Stored entries
Content starts
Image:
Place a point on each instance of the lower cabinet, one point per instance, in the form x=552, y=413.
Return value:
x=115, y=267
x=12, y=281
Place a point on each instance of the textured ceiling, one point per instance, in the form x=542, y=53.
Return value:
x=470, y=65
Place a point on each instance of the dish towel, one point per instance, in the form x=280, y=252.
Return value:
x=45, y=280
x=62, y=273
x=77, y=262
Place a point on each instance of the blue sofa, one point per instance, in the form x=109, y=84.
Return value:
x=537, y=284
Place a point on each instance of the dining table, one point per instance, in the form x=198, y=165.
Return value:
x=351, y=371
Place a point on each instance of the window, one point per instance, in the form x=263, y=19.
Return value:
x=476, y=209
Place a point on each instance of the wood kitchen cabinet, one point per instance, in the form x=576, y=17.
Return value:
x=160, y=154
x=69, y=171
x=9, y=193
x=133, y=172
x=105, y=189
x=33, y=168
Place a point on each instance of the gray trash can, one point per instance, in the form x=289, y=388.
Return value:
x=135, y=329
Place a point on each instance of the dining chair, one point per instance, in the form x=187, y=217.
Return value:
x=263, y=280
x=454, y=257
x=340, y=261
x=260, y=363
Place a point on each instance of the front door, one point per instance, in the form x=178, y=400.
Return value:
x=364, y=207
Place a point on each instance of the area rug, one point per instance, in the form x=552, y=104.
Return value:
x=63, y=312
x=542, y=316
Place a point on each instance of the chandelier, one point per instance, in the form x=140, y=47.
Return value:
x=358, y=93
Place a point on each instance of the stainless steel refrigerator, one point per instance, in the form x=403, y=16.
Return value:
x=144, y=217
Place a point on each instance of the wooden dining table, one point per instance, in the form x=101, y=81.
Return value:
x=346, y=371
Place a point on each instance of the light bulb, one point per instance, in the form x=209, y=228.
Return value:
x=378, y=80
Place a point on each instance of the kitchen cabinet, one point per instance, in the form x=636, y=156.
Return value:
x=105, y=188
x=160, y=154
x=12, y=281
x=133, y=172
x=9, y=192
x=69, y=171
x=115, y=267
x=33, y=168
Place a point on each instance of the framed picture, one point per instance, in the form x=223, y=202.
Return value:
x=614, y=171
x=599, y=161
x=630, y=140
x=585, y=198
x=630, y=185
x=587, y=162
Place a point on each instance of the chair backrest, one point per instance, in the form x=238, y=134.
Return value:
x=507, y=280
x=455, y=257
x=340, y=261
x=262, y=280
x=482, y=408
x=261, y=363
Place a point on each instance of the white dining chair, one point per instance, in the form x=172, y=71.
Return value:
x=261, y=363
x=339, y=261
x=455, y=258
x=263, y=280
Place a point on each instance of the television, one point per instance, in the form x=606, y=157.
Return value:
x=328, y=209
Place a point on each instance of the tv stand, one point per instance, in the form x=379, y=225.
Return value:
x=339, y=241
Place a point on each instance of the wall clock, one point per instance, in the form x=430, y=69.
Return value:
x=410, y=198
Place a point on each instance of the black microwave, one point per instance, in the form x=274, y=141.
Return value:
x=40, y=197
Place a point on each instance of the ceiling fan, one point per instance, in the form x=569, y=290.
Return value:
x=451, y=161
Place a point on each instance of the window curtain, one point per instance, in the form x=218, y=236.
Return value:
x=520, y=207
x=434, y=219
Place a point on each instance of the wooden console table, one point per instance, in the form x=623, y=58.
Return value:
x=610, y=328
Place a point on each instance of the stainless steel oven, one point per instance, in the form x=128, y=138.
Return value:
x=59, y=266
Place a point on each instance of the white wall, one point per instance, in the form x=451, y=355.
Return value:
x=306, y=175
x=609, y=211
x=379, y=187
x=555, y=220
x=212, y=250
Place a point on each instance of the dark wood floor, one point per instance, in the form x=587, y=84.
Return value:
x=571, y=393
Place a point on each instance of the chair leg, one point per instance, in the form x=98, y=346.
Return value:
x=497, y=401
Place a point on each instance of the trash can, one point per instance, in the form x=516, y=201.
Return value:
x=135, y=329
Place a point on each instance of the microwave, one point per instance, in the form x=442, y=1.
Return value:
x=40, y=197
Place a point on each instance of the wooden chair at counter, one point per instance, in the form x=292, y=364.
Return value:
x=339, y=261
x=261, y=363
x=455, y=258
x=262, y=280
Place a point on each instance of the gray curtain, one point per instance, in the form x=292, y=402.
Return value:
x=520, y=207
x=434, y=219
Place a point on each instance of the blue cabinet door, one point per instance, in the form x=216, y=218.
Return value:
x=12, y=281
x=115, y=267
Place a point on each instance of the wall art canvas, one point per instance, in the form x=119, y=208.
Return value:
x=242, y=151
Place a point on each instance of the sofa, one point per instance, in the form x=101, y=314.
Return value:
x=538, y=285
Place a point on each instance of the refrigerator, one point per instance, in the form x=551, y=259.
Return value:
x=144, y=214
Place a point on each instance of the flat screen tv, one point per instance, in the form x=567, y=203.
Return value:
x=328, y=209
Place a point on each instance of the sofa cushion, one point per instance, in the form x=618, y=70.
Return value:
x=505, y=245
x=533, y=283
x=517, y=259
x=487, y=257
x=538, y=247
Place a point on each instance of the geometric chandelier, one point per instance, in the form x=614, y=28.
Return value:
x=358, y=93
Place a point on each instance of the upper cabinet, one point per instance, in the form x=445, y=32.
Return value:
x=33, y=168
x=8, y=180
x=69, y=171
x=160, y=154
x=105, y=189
Content ends
About this task>
Return every line from the records above that holds the word "trash".

Exercise answer>
Place a point on each instance of the gray trash can, one point per instance, in the form x=289, y=388.
Place a point on each instance of the trash can, one point per instance, in the form x=516, y=201.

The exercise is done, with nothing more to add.